=== Selection ===

I wonder if Canon sells enough 800s and 200s to justify updating them earlier than say 2020?


----------



## Berowne (Mar 3, 2015)

It would be nice to have primes with medium focal legth, fast autofocus and good IS. 
* 2.8/24 IS USM (done)
* 2.8/28 IS USM (done)
* 2.0/35 IS USM (done)

* 2.0/50 IS USM
* 2.0/85 IS USM 
* 2.8/100 Macro IS USM (done)
* 2.0/135 IS USM 
* 3.5/180 Macro IS USM
* 2.8/200 IS USM 

Canon clearly worked through this, but wich of the remaining will be next? The fast primes are made by Zeiss.


----------



## Ruined (Mar 3, 2015)

Respinder said:


> If they are attempting to replace the 50mm f/1.2, why not go all the way and introduce a new f/1.0 or f/0.95 (with optimal sharpness and focusing capabilities, of course)? It's time for Canon to introduce another revolution, not just an evolution. They've certainly proven that they can do this on the wide end (ie 11-24), but it would be great to see this innovation in the form of a new extreme-aperture lens.



The reason the 50mm f/1.2L is f/1.2 is because by making it f/1.2 Canon was able to significantly increase sharpness and focusing capabilities and reduces artifacts over the 50mm f/1.0. 50mm f/1.0 requires a massive amount of glass to move around and there is not much way to get around that as it is physics. There is no free lunch with lenses where you can have the widest aperture, fastest focusing speed, best sharpness, and least artifacts - everything is a tradeoff.

===

Set task 1 - In the lens thread, condense the paragraph that begins "The reason the 50mm f/1.2L is f/1.2" into a short bulleted list that keeps its main facts.
Set task 2 - Reproduce the passage of the lens thread starting at "It would be nice" and ending at "Macro IS USM (done)".

=== Entries provided ===

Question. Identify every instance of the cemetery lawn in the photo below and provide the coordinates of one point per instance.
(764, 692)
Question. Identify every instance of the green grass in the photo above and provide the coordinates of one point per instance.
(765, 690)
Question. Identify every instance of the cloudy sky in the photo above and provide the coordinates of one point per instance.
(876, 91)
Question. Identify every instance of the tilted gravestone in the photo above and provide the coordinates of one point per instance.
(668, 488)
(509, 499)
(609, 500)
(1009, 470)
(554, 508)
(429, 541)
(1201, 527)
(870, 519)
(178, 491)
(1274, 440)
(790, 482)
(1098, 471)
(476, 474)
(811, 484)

===
=== Entries provided ===

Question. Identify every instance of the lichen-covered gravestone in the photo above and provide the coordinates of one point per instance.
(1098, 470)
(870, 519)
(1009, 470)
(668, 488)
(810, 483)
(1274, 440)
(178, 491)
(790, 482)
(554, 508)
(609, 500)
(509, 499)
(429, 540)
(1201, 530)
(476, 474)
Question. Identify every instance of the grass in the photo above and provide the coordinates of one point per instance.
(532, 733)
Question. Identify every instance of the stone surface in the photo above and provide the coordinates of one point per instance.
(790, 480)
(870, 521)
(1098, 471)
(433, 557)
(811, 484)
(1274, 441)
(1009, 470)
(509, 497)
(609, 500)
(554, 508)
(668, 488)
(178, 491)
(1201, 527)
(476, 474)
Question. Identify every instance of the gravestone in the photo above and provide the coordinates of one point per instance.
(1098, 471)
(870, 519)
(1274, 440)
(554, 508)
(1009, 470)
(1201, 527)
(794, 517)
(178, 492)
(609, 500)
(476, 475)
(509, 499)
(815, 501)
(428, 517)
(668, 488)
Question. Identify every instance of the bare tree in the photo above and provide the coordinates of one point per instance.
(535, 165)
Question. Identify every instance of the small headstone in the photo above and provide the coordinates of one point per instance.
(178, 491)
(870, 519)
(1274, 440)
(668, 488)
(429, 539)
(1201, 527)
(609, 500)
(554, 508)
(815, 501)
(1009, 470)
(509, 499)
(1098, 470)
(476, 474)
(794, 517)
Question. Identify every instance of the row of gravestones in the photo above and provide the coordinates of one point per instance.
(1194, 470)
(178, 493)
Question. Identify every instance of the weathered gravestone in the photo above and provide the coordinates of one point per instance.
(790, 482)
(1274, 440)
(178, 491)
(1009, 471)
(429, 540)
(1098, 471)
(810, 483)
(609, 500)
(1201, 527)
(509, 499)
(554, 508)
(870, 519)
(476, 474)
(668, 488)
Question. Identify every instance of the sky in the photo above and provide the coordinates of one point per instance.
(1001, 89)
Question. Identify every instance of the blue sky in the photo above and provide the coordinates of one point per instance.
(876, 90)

===

Correct answer 1 -
- Canon made the 50mm f/1.2L an f/1.2 lens because this let it greatly improve sharpness and focusing and reduce artifacts compared with the 50mm f/1.0.
- A 50mm f/1.0 needs a massive amount of glass to move, and physics allows little way around that.
- No lens can have the widest aperture, fastest focusing, best sharpness and fewest artifacts all at once. Every choice is a tradeoff.

Correct answer 2 -
It would be nice to have primes with medium focal legth, fast autofocus and good IS. 
* 2.8/24 IS USM (done)
* 2.8/28 IS USM (done)
* 2.0/35 IS USM (done)

* 2.0/50 IS USM
* 2.0/85 IS USM 
* 2.8/100 Macro IS USM (done)